Records in a dataset:
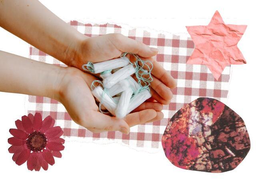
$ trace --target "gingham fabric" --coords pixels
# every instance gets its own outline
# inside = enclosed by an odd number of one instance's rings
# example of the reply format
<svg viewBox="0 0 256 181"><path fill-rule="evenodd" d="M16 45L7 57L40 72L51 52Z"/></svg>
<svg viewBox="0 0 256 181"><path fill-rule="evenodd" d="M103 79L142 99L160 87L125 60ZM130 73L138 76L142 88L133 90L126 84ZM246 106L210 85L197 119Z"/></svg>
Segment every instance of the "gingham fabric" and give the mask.
<svg viewBox="0 0 256 181"><path fill-rule="evenodd" d="M128 135L119 132L92 133L72 121L64 106L60 102L46 97L29 96L27 104L28 113L39 112L43 118L50 115L56 120L56 124L63 129L64 137L84 137L87 142L101 139L105 140L105 143L112 142L106 139L107 138L132 147L157 148L160 145L168 121L184 104L202 96L214 98L224 102L226 101L228 90L230 67L226 67L219 80L216 81L206 66L186 64L186 61L192 54L194 47L188 34L178 35L167 33L160 33L141 28L129 30L114 24L92 26L74 21L68 23L89 37L112 33L121 33L152 47L157 47L159 49L159 53L156 56L157 61L177 80L178 86L172 90L174 96L172 102L164 106L164 119L133 127ZM32 46L30 47L29 58L65 66Z"/></svg>

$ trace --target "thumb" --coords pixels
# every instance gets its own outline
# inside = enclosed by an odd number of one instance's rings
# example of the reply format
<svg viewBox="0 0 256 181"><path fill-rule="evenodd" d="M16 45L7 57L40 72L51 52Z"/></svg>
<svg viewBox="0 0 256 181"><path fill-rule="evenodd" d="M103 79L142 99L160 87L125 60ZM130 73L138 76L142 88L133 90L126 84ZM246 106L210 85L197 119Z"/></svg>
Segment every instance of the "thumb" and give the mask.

# [Directions]
Can you swap "pixels" for "points" throughout all the rows above, keeping everything else the same and leaving the pictures out of your reply?

# [Exercise response]
$ trace --target "gingham fabric" --coords points
# every instance gets its own outline
# inside = enclosed by an odd number of one instance's rings
# example of the reply format
<svg viewBox="0 0 256 181"><path fill-rule="evenodd" d="M16 45L7 57L40 72L51 52Z"/></svg>
<svg viewBox="0 0 256 181"><path fill-rule="evenodd" d="M103 79L142 99L160 87L125 60ZM130 73L138 76L142 88L133 90L126 84ZM246 106L210 85L197 119Z"/></svg>
Segment every instance of the "gingham fabric" and give the mask.
<svg viewBox="0 0 256 181"><path fill-rule="evenodd" d="M128 135L119 132L92 133L72 121L64 106L60 102L46 97L29 96L27 104L28 113L39 112L43 118L50 115L56 120L56 124L63 129L64 137L84 137L87 142L101 139L105 140L105 143L112 142L106 139L107 138L132 147L157 148L160 145L168 121L184 104L202 96L214 98L224 102L226 101L228 90L230 67L226 67L219 80L216 81L206 66L186 64L186 61L192 54L194 47L188 34L178 35L167 33L160 33L141 28L129 30L114 24L92 26L74 21L68 23L89 37L112 33L121 33L152 47L157 47L159 49L159 53L156 56L157 61L177 80L178 86L172 90L174 96L172 102L164 106L164 119L133 127ZM32 46L30 47L29 58L65 66Z"/></svg>

$ trace --target "thumb" --coords points
# every instance gets its own outline
# inside = enclosed by an odd number of one instance's rings
# example of the reply format
<svg viewBox="0 0 256 181"><path fill-rule="evenodd" d="M16 45L7 57L40 72L51 52Z"/></svg>
<svg viewBox="0 0 256 181"><path fill-rule="evenodd" d="M103 79L142 99L160 87L125 60ZM130 73L138 76L142 88L133 90L126 84ZM246 106L210 85L197 119Z"/></svg>
Segment every instance of the "thumb" and give the mask.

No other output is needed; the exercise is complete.